Record extracts =>
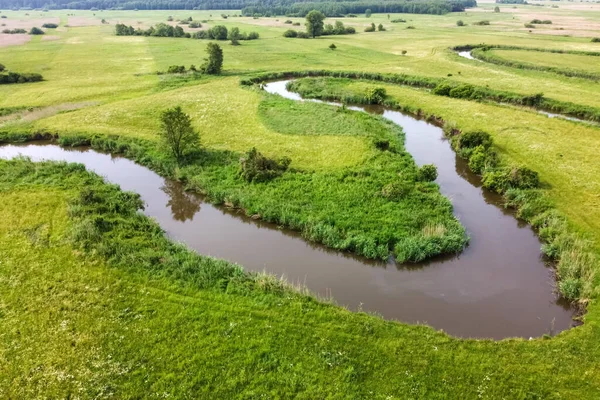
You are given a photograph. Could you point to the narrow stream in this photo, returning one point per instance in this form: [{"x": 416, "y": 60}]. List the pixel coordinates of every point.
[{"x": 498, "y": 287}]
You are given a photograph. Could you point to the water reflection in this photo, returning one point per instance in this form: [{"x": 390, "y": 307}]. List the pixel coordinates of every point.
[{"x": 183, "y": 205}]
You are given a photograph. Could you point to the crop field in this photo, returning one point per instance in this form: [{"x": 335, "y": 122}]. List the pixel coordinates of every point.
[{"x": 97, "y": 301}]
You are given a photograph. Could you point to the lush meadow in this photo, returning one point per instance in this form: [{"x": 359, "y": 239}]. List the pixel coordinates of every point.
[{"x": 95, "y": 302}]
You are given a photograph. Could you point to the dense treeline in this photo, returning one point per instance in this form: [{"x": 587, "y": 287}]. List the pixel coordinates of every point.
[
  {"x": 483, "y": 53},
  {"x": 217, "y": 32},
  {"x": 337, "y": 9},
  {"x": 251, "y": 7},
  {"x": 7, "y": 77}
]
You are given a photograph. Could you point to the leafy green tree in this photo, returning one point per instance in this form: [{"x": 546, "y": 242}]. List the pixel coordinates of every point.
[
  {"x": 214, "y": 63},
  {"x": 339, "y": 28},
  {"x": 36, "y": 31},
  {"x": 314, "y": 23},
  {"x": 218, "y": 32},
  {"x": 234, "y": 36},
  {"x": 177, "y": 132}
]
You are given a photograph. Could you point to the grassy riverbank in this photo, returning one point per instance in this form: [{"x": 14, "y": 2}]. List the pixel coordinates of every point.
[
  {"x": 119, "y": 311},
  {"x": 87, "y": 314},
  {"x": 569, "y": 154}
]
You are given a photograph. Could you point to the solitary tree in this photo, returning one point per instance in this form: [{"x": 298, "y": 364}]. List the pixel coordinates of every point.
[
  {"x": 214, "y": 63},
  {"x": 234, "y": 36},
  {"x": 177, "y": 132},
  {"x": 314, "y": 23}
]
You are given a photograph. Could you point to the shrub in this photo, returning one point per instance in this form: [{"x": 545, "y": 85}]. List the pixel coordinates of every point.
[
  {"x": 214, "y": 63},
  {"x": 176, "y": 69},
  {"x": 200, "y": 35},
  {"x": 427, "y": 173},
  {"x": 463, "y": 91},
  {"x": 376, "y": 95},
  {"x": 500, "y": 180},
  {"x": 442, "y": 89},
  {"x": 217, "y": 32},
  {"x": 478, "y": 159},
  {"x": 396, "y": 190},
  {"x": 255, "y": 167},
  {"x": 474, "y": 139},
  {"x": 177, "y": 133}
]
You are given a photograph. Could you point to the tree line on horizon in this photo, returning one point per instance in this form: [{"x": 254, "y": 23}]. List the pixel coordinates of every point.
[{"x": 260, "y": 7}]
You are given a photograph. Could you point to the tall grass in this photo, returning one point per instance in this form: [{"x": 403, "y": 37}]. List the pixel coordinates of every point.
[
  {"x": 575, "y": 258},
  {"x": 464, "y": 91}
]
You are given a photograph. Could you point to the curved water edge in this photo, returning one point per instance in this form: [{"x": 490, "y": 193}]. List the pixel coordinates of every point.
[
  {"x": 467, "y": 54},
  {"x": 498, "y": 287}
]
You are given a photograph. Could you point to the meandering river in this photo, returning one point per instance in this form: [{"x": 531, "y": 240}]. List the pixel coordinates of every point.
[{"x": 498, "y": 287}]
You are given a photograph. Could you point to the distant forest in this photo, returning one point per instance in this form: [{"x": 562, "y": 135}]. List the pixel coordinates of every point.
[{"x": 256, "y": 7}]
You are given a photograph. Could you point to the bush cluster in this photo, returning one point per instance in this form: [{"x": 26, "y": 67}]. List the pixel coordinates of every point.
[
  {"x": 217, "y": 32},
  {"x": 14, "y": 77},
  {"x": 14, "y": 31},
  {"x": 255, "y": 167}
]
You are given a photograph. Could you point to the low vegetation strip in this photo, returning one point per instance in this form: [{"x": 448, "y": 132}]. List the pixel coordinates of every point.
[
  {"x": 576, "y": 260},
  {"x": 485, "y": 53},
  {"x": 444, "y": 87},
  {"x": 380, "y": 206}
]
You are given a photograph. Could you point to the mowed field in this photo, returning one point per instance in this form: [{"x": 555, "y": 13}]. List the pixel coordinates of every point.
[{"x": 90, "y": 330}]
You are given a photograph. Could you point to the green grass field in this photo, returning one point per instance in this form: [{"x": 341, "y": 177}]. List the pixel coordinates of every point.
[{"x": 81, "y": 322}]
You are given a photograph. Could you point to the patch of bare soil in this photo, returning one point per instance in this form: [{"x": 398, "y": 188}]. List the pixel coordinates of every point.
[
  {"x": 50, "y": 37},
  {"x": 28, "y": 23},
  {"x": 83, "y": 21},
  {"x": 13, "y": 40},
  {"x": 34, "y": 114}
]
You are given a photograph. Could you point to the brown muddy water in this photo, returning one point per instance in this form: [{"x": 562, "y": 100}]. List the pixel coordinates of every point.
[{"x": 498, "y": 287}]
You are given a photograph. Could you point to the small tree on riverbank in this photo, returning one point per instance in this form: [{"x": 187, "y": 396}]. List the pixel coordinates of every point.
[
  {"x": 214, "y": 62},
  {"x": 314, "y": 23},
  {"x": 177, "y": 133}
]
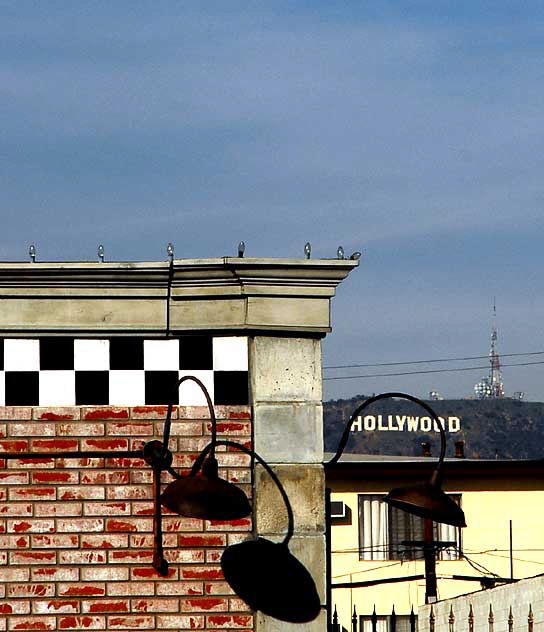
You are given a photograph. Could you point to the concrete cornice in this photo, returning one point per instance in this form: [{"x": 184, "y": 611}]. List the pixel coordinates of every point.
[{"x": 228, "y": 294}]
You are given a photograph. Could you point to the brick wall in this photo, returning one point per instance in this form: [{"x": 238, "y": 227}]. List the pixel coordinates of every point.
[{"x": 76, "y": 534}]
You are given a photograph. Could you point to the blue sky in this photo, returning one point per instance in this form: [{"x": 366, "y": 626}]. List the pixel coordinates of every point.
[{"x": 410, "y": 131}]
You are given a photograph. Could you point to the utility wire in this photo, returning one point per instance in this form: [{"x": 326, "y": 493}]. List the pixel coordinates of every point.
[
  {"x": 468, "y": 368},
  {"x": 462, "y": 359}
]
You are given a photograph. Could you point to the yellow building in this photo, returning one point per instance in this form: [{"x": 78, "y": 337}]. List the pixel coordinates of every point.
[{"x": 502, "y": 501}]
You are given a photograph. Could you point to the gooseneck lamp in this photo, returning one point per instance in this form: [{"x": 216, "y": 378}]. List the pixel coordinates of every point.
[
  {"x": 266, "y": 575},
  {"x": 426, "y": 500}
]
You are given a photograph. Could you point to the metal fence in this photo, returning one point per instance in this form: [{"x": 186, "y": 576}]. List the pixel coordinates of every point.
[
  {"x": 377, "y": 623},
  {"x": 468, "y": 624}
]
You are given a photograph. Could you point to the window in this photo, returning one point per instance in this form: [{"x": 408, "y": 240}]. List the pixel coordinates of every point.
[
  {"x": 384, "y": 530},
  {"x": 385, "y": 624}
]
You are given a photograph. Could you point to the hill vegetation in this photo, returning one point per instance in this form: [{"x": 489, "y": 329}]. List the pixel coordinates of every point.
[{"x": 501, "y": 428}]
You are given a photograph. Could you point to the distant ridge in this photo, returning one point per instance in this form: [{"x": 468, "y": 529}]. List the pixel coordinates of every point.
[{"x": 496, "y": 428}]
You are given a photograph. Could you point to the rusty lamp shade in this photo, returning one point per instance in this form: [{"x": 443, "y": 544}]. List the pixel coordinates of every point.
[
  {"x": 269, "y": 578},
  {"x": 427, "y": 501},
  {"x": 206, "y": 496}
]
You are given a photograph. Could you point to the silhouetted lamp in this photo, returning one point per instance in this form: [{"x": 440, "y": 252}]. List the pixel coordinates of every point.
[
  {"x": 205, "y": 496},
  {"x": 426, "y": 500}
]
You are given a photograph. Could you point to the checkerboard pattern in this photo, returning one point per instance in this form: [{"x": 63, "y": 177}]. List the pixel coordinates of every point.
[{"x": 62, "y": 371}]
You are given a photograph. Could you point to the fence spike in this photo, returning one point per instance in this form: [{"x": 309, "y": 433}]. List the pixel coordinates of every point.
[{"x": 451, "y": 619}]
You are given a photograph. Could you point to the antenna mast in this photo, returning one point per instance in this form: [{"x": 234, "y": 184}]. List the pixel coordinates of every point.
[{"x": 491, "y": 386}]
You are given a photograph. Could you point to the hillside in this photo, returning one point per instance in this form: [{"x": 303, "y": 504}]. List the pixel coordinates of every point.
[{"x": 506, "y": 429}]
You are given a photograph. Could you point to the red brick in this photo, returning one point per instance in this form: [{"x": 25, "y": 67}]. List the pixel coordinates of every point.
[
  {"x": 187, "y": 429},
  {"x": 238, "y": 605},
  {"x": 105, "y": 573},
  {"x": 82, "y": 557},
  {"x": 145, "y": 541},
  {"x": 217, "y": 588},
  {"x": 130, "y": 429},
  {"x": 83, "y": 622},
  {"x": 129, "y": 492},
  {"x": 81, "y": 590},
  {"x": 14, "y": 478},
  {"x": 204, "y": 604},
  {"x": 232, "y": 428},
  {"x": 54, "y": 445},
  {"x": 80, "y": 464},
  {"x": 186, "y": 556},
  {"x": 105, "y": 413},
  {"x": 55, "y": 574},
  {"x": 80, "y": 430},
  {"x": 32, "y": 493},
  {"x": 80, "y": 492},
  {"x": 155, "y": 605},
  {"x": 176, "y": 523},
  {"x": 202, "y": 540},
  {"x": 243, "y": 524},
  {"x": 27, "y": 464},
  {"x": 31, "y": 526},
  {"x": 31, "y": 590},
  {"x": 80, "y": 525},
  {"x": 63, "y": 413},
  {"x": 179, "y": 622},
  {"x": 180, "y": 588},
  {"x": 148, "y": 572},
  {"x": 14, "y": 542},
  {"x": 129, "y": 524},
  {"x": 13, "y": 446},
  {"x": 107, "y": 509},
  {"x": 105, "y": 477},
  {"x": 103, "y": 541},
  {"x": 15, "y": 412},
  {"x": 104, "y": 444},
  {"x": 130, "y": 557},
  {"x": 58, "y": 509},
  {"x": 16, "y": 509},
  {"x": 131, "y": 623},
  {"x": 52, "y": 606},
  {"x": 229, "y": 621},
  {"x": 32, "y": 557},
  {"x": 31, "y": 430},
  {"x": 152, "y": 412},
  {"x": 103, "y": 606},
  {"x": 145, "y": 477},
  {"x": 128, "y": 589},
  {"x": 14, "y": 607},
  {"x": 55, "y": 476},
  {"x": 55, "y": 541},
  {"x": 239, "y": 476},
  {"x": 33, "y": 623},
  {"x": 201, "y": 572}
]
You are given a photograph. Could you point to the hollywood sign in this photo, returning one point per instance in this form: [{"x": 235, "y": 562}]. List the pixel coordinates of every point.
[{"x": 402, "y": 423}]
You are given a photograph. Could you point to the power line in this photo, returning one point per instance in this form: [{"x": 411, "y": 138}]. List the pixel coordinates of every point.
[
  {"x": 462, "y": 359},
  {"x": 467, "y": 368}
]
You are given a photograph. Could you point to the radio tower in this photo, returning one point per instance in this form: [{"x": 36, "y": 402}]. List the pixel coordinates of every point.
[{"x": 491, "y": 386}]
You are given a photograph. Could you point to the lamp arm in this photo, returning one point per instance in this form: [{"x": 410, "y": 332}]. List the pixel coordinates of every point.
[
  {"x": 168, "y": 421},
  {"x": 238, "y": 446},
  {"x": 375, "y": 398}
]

...

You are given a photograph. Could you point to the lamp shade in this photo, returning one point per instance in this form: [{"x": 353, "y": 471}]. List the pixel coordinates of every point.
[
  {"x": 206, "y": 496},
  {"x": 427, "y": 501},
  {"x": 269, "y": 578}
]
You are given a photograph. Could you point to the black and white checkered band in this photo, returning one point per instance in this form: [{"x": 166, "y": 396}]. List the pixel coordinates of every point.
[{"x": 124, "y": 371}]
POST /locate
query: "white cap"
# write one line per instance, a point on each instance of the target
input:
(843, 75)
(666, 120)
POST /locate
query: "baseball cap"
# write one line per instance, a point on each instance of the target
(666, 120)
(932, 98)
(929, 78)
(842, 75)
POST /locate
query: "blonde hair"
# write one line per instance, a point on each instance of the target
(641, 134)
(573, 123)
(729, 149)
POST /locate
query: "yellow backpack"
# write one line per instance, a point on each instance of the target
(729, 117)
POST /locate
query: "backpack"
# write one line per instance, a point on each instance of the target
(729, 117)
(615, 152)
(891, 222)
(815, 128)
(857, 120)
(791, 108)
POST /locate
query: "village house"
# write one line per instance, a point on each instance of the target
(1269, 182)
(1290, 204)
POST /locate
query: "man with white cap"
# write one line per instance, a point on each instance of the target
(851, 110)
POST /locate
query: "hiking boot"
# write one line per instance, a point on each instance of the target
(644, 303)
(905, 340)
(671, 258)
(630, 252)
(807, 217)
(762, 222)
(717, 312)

---

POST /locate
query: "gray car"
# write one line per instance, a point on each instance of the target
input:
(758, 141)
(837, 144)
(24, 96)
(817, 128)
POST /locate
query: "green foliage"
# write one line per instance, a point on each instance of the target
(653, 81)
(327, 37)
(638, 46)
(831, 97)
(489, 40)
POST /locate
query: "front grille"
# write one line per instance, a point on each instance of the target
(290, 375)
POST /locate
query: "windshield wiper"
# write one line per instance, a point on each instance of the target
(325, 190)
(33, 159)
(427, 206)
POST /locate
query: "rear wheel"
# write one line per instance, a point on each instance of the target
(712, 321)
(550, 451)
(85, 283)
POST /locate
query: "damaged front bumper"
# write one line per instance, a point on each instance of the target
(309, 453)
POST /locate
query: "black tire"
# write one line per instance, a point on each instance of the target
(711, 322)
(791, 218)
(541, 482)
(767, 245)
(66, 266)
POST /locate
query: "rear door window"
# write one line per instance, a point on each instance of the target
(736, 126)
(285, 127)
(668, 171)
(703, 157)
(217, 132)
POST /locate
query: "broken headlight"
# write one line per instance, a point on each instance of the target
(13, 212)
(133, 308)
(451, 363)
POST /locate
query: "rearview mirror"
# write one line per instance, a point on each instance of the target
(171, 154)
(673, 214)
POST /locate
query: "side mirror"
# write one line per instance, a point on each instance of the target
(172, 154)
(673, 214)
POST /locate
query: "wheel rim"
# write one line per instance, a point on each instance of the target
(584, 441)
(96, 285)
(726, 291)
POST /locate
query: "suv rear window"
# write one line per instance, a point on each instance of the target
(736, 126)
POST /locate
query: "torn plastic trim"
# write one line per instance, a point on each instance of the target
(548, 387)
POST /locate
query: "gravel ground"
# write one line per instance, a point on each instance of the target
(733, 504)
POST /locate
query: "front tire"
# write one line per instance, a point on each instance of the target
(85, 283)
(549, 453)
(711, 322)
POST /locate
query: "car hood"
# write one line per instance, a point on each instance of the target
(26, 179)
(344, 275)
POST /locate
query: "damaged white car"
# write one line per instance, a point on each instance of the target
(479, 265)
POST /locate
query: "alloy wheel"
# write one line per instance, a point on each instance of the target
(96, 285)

Work to be completed => Return each line of the preceding material in which "backpack" can be found.

Your solution =>
query: "yellow backpack"
query: "backpack"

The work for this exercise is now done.